> INSTRUCTIONS FOR THE TASK
Return all of the following data unchanged, line for line.

▬▬▬▬▬▬

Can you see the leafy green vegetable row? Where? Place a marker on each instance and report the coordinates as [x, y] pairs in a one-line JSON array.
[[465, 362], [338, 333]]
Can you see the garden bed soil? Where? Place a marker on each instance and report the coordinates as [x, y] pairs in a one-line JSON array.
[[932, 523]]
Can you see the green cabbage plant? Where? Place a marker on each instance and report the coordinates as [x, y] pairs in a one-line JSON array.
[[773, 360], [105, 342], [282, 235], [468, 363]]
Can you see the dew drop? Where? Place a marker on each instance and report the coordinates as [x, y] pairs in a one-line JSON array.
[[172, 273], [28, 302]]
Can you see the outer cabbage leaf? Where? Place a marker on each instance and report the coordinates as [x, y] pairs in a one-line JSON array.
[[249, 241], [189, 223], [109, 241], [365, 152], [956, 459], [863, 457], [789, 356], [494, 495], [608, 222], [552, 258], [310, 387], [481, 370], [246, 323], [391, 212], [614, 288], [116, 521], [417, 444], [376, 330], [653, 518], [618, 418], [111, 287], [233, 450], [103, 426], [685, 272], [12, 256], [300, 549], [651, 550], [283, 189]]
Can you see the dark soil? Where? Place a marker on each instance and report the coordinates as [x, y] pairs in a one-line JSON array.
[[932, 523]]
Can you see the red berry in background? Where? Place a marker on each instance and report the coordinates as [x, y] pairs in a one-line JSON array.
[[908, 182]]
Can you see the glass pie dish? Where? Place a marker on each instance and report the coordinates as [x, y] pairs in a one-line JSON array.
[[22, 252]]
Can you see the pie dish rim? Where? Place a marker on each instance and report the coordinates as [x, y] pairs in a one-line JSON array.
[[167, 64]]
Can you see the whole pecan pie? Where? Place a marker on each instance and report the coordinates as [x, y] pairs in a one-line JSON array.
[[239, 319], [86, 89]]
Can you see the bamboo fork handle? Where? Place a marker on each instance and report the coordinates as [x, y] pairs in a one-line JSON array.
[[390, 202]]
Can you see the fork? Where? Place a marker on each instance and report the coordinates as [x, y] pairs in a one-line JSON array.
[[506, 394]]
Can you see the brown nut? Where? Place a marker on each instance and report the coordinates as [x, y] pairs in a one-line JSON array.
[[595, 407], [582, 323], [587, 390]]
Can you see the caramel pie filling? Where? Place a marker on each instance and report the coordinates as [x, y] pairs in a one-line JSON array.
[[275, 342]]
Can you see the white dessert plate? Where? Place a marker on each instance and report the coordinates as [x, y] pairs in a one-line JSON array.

▬▬▬▬▬▬

> ANSWER TO THE TASK
Can you see the leafy green vegetable row? Where? Place a marker on each instance and report the coordinates as [x, y] pairs in a one-line JSON array.
[[465, 362], [338, 333]]
Can you see the garden bed soil? Where? Place a marker on each instance and report the coordinates as [x, y] pairs in a one-line JSON array.
[[932, 523]]
Can you see the green cabbage plant? Where? Place a marker on each instance and report the coordinates as [x, y] pairs in a one-line JSON array.
[[773, 360], [105, 342], [282, 235], [468, 363]]
Can you see the dew drop? Where? Place a marker on each instance and report the coordinates as [x, y] pairs in a one-line JSON array.
[[172, 273], [28, 302]]
Can you see the outer cabbage leaf? Where? Place a marker on each instance and report the coordinates as [x, y] pairs in a one-line JSON array.
[[249, 241], [189, 223], [109, 241], [365, 152], [956, 459], [863, 457], [789, 356], [494, 495], [608, 222], [552, 258], [310, 387], [481, 370], [246, 323], [391, 212], [614, 288], [116, 521], [417, 444], [376, 330], [653, 518], [618, 418], [111, 287], [233, 450], [103, 426], [685, 272], [12, 256], [300, 549], [651, 550], [283, 189]]
Can you see the dark soil? Where? Place a marker on each instance and report the coordinates as [x, y] pairs in a one-line JSON array.
[[932, 523]]
Can you see the red berry in background? Where? Place a marker on each instance and report the coordinates as [x, y] pairs in a one-line JSON array.
[[908, 182]]
Can you see the glass pie dish? Where? Place a marker on each instance and report the coordinates as [x, y] pairs in a one-line JSON array.
[[22, 252]]
Can you see the pie dish rim? Where? Place a marker on each instance and report the coordinates as [x, y] pairs in a one-line JSON array.
[[167, 64]]
Can you see the whole pecan pie? Where? Place a marker on each instance and report the coordinates as [x, y] pairs in a one-line JSON array.
[[239, 319], [86, 89]]
Can you see the bamboo fork handle? Where? Place a marker on each instance and report the coordinates as [x, y] pairs in a one-line JSON array.
[[390, 202]]
Can you see the fork? Where? Place a marker on each instance and report the coordinates as [x, y] pairs in a one-line JSON array.
[[506, 394]]
Can you see the brown nut? Where? Place a marker on each instance and report the coordinates as [x, y] pairs in a one-line JSON array.
[[595, 407], [582, 323], [587, 390]]
Can you see the caramel pie filling? Where? Place a marker on each instance and report the coordinates as [x, y] pairs in a one-line JSON array.
[[275, 342]]
Can you see the white dessert plate? Where? Place a marker on each instance and report the coordinates as [x, y] pairs in a one-line JSON array.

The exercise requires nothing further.